- [Work to do]:
Rewrite the entries with "utility pole" changed to "telephone pole" and everything else left as it is. Omit the pictures from your answer.

- [Point annotations for photos]:
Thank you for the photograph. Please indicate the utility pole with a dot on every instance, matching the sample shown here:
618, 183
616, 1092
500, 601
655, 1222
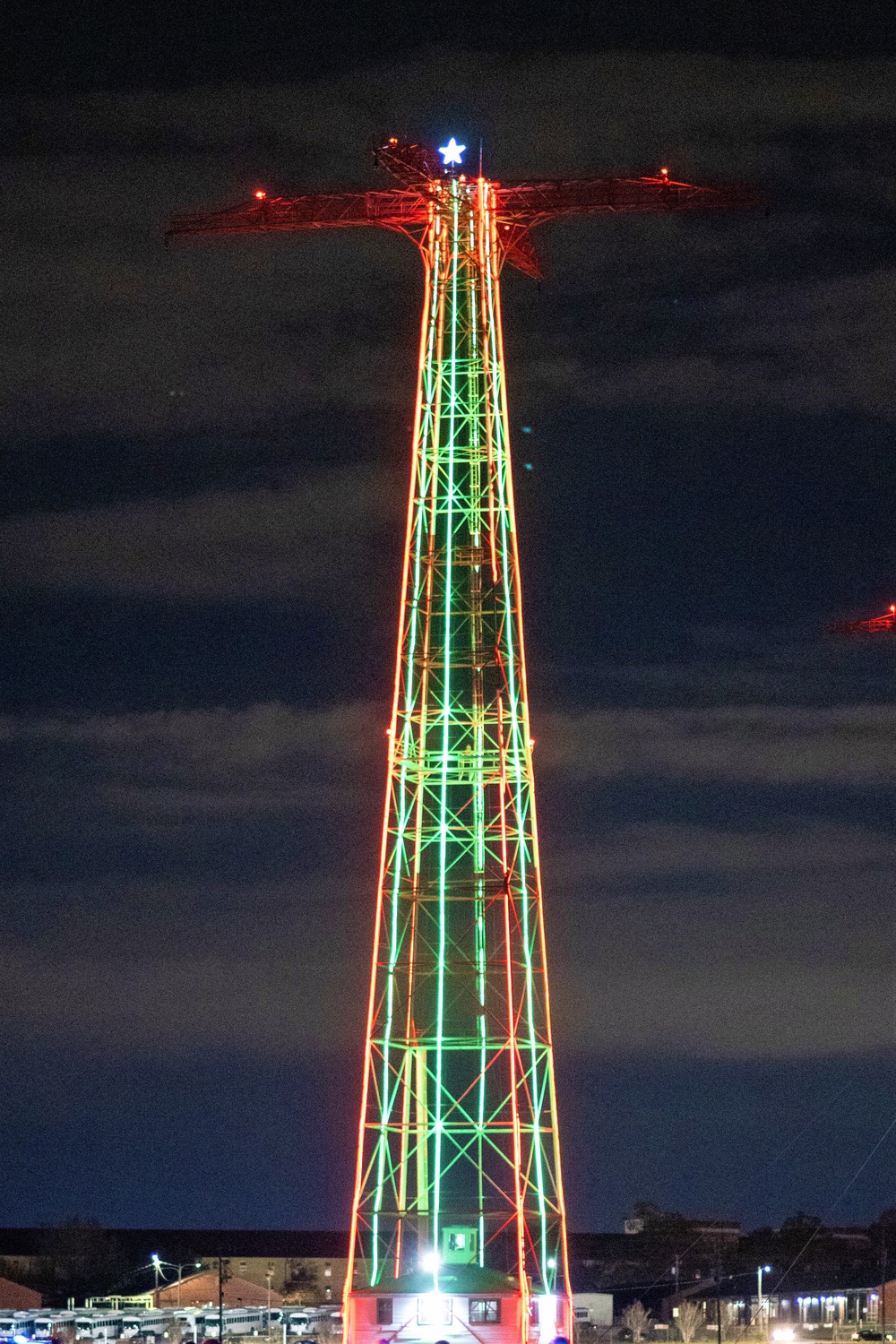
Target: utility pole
761, 1271
269, 1276
220, 1298
882, 1305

- [Result below]:
Thank you for the photograph. Please indicate the telephone pole with a dot on every instance, matching the sample shown here:
618, 183
616, 1092
500, 601
655, 1222
Target: telephone pole
761, 1271
269, 1276
220, 1298
882, 1305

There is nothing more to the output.